▶ Task: Word for word, please restate the lines from the beginning of the data through the line in which "Target: painted wooden beam" appears.
Provided records Block Start
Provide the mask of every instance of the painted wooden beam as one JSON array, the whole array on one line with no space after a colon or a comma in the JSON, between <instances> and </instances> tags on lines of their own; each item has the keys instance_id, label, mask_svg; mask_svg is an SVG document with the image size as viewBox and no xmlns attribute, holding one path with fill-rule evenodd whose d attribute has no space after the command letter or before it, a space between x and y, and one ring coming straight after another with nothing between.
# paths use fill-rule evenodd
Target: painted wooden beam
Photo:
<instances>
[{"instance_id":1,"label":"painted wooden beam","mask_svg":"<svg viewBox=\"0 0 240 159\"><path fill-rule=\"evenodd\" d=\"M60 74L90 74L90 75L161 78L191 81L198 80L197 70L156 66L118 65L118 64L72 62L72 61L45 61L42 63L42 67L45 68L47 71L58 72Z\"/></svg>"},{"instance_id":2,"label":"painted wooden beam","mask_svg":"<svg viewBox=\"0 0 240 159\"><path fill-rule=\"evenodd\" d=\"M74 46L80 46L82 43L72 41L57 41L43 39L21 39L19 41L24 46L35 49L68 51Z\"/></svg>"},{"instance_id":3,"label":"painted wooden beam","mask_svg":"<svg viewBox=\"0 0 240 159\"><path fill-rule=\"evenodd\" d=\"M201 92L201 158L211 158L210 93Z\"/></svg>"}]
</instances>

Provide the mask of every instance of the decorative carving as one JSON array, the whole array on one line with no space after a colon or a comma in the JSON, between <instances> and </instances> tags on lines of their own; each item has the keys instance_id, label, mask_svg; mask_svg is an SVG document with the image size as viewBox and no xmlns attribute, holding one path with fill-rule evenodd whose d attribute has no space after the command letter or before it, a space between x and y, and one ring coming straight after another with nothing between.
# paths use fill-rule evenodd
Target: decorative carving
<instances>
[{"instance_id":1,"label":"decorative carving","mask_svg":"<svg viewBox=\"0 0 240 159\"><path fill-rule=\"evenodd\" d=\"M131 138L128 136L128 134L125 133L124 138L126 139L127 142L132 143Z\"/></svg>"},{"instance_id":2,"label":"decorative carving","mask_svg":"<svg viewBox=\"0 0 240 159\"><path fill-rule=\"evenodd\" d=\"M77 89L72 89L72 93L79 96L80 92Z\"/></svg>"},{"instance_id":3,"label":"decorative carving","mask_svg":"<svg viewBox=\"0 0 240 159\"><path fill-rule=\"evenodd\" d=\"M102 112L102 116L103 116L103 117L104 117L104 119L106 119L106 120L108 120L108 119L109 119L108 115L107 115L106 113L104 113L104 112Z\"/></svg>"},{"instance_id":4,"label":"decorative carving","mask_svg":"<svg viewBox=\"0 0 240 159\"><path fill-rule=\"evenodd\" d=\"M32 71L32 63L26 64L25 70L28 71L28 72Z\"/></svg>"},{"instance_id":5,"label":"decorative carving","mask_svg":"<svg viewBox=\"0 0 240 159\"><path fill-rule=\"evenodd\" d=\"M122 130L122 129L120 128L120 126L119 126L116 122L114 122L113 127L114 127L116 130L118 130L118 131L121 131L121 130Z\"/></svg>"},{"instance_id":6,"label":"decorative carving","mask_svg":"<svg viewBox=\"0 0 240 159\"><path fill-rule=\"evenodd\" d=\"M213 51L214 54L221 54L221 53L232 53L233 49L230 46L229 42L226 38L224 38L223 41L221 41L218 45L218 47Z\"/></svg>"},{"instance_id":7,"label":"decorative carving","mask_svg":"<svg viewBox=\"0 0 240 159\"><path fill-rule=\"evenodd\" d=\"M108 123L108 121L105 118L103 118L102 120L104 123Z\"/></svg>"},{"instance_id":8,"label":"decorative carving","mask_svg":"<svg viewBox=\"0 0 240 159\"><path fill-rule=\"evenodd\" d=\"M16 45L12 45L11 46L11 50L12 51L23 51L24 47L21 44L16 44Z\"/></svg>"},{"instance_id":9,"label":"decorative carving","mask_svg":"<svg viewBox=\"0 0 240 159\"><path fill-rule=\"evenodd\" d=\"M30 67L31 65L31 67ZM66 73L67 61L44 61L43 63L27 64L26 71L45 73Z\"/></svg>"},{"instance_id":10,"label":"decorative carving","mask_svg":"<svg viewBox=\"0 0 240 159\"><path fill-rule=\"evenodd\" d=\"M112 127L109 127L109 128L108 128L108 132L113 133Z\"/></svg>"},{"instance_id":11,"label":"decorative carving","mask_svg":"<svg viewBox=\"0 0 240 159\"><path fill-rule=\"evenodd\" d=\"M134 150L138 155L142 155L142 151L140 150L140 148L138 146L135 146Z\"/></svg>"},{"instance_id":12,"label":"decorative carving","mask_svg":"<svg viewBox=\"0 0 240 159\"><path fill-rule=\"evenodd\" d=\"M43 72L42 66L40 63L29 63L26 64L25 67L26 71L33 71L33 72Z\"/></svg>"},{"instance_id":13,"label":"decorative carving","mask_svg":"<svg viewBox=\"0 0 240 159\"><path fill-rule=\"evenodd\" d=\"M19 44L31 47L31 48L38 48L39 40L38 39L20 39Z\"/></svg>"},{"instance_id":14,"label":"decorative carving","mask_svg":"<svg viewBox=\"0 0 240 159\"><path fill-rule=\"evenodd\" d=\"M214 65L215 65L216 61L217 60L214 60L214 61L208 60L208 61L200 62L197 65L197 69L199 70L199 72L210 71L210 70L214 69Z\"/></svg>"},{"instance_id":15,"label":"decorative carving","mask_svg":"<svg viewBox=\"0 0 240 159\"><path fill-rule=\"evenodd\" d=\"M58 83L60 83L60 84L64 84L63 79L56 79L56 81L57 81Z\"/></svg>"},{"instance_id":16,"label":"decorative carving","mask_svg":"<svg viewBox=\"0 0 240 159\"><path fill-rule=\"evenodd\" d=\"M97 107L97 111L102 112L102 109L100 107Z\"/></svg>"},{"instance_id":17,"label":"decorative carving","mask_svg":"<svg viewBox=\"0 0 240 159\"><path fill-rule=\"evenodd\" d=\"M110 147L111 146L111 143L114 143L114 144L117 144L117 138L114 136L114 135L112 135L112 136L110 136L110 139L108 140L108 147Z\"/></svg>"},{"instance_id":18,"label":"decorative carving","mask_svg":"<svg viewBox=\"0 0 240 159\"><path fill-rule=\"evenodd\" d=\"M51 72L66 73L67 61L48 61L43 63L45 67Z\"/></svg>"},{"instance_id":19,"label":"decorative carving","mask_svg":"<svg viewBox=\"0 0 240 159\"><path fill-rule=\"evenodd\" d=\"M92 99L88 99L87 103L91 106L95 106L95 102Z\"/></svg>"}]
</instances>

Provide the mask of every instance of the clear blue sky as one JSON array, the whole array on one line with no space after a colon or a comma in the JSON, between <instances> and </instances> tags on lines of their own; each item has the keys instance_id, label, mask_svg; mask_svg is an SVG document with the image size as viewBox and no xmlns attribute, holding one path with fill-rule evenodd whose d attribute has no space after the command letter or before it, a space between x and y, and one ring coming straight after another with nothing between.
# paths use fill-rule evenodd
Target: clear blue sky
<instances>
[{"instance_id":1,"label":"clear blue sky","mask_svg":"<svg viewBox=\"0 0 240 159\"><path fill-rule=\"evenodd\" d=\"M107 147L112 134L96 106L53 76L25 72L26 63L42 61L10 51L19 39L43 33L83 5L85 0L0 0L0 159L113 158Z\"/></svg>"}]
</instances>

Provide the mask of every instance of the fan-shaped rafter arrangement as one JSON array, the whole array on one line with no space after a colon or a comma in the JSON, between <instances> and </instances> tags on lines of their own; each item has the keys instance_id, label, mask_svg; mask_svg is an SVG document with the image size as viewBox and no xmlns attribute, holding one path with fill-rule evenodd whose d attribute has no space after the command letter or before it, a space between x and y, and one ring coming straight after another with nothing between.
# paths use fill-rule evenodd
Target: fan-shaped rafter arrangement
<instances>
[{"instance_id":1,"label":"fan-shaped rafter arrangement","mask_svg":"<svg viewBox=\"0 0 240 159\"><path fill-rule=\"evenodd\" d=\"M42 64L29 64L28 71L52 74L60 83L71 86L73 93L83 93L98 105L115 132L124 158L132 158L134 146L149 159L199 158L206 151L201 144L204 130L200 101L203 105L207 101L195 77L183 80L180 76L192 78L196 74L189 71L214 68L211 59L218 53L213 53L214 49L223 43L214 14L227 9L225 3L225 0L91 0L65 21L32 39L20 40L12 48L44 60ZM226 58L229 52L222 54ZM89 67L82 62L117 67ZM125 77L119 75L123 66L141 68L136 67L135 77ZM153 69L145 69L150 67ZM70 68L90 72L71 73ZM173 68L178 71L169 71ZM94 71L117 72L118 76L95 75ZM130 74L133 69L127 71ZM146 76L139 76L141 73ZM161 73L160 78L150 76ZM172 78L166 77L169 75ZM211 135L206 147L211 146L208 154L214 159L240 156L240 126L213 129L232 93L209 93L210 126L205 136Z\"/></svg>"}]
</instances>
Provided records Block End
▶ Expected output:
Provide the mask of every instance of the painted wooden beam as one JSON array, the whole array on one line with no space after a colon or a comma in the JSON, between <instances> and </instances> tags on lines of their own; each item has the keys instance_id, label, mask_svg; mask_svg is an SVG document with the image size as viewBox and no xmlns attribute, holding one path with fill-rule evenodd whose d attribute has no space after the command letter or before it, a space between x and y, and one ring coming straight after another with nothing between.
# paths use fill-rule evenodd
Target: painted wooden beam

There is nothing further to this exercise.